• **Extrait source**
⁂

France Télécom estime que les informations transmises par Free ne sont pas représentatives de l’ensemble des opérateurs alternatifs et ne peuvent être utilisées telles quelles, dans la mesure où elles concernent à la fois son réseau régional et son réseau national, ce qui conduirait à considérer à tort que ces deux types de réseau présentent des coûts homogènes.

Vu le courrier de la société France Télécom enregistré le 18 mai 2007 demandant la communication des fichiers dont Free SAS a demandé le classement en secret des affaires, ainsi que toutes les données non versées au contradictoire dans le cadre de la présente procédure et dont les rapporteurs auraient pu avoir connaissance ;

Vu le courrier du chef du service juridique en date du 21 mai 2007 adressé à France Télécom indiquant qu’aucun élément couvert par le secret des affaires n’a été communiqué aux rapporteurs et qu’il n’y a pas lieu de faire droit à la demande de France Télécom de lui communiquer les fichiers dont Free SAS a demandé le classement en secret des affaires, ainsi que toutes les données non versées au contradictoire ;

Vu le courrier de la société Free SAS enregistré le 21 mai 2007 indiquant que l’instruction aurait gagné selon lui à être allongée ;

Vu le courrier de la société France Télécom enregistré le 22 mai 2007 souhaitant que l'audience devant le collège ne soit pas publique ;

Vu le courrier de la société Free SAS enregistré le 23 mai 2007 souhaitant que l'audience devant le collège ne soit pas publique ;

Après avoir entendu le 24 mai 2007, lors de l'audience devant le collège (composé de M. Paul Champsaur, président, de Mmes Gabrielle Gauthey, Joëlle Tolédano, et de MM. Edouard Bridoux, Nicolas Curien, Denis Rapone, Patrick Raude) :

· le rapport de MM. Igor Primault et Sylvain Moll, rapporteurs présentant les conclusions et les moyens des parties ;

· les observations de MM. Franck Brunel et Alexandre Archambault, pour la société Free SAS ;

· les observations de M. Eric Debroeck pour la société France Télécom.

⁂

• **Entrées**
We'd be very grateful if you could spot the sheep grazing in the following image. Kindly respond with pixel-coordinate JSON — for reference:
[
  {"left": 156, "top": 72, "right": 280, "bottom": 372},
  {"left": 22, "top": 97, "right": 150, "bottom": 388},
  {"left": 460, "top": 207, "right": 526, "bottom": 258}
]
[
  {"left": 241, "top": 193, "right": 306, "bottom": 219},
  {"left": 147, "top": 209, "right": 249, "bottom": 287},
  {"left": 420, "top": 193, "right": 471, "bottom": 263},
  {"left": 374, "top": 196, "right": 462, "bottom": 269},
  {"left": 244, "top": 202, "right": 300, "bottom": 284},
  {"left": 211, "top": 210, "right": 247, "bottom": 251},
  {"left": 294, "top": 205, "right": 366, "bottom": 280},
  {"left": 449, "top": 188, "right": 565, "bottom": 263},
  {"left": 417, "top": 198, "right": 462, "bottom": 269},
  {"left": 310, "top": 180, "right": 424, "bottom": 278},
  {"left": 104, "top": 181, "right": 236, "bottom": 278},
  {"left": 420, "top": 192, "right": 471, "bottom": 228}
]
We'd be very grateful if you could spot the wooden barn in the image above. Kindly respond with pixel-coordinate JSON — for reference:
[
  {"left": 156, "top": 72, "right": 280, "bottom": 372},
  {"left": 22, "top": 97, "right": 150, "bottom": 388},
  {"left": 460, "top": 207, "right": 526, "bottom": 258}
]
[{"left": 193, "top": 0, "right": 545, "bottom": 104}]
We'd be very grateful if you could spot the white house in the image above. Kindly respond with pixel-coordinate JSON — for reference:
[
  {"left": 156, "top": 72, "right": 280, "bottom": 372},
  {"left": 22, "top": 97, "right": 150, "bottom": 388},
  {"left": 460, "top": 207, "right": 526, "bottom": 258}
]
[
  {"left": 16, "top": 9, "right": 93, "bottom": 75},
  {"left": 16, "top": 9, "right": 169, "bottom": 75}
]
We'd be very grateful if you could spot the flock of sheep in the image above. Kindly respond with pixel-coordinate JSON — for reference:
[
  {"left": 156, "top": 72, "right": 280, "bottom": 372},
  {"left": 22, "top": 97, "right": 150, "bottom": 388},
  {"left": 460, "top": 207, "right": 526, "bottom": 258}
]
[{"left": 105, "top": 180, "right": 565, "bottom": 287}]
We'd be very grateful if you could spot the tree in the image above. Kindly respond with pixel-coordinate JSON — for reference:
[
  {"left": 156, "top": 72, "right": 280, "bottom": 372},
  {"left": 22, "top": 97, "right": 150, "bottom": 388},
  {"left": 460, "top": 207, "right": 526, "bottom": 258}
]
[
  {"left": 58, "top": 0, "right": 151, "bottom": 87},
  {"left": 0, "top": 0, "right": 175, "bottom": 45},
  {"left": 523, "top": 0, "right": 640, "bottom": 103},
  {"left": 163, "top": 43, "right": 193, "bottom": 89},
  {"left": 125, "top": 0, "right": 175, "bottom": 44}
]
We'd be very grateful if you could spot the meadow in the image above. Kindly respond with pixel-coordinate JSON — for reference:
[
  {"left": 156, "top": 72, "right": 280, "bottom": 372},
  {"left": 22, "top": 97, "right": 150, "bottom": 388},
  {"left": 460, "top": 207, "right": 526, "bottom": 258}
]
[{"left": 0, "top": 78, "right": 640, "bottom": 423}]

⁂

• **Tâches à faire**
(1) Recopiez dans l'extrait le passage qui commence par les mots « Vu le courrier de la société Free SAS enregistré le 23 » et se termine par « société France Télécom. ».
(2) D'après l'extrait, qui préside le collège lors de l'audience ?
(3) Prolongez l'extrait sur la procédure entre France Télécom et Free, à la suite de sa dernière phrase.

• **Réponses attendues**
(1)
Vu le courrier de la société Free SAS enregistré le 23 mai 2007 souhaitant que l'audience devant le collège ne soit pas publique ;

Après avoir entendu le 24 mai 2007, lors de l'audience devant le collège (composé de M. Paul Champsaur, président, de Mmes Gabrielle Gauthey, Joëlle Tolédano, et de MM. Edouard Bridoux, Nicolas Curien, Denis Rapone, Patrick Raude) :

· le rapport de MM. Igor Primault et Sylvain Moll, rapporteurs présentant les conclusions et les moyens des parties ;

· les observations de MM. Franck Brunel et Alexandre Archambault, pour la société Free SAS ;

· les observations de M. Eric Debroeck pour la société France Télécom.

(2) M. Paul Champsaur.

(3)
En présence de :

· MM. Franck Brunel et Alexandre Archambault, pour la société Free SAS ;

· MM. Eric Debroeck, Jean Mazier, Roland Grima, Marc Lebourges, Houmed Ibrahim, Gabriel Lluch et Mme Isabelle Crocq, pour la société France Télécom ;

· M. Philippe Distler, directeur général, M. François Lions, directeur général adjoint, MM. Igor Primault, Sylvain Moll, Vincent Gougeon, Mmes Joëlle Adda, Pascale Terral agents de l'Autorité ;

Sur la publicité de l'Audience

L'article 14 du règlement intérieur susvisé dispose que « l'audience est publique, sauf demande conjointe de toutes les parties. Si cette demande n'est pas conjointe le collège de l'Autorité en délibère ». Free et France Télécom ont indiqué par courriers enregistrés respectivement le 23 mai 2007 et le 22 mai 2007 qu'ils ne souhaitaient pas que l'audience soit publique. Par conséquent l'audience n'a pas été publique.

Le collège (composé de M. Paul Champsaur, président, de Mmes Gabrielle Gauthey, Joëlle Tolédano, et de MM. Edouard Bridoux, Nicolas Curien, Denis Rapone, Patrick Raude) en ayant délibéré le 7 juin 2007, hors la présence du rapporteur, du rapporteur adjoint et des agents de l'Autorité ;

Adopte la présente décision fondée sur les faits et les moyens exposés ci-après.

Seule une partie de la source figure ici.